*Exercise:*
Nothing in the data may be changed; retype all of it.

Excerpts from a dataset
Content starts

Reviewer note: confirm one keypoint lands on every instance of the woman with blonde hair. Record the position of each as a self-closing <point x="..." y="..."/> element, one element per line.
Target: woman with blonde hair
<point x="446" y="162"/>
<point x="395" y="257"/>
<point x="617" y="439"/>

Content ends

*Result below:*
Reviewer note: confirm one keypoint lands on every instance of the woman with blonde hair. Record the position of each as a self-closing <point x="..." y="..."/> element, one element per line.
Target: woman with blonde hair
<point x="446" y="162"/>
<point x="395" y="257"/>
<point x="617" y="439"/>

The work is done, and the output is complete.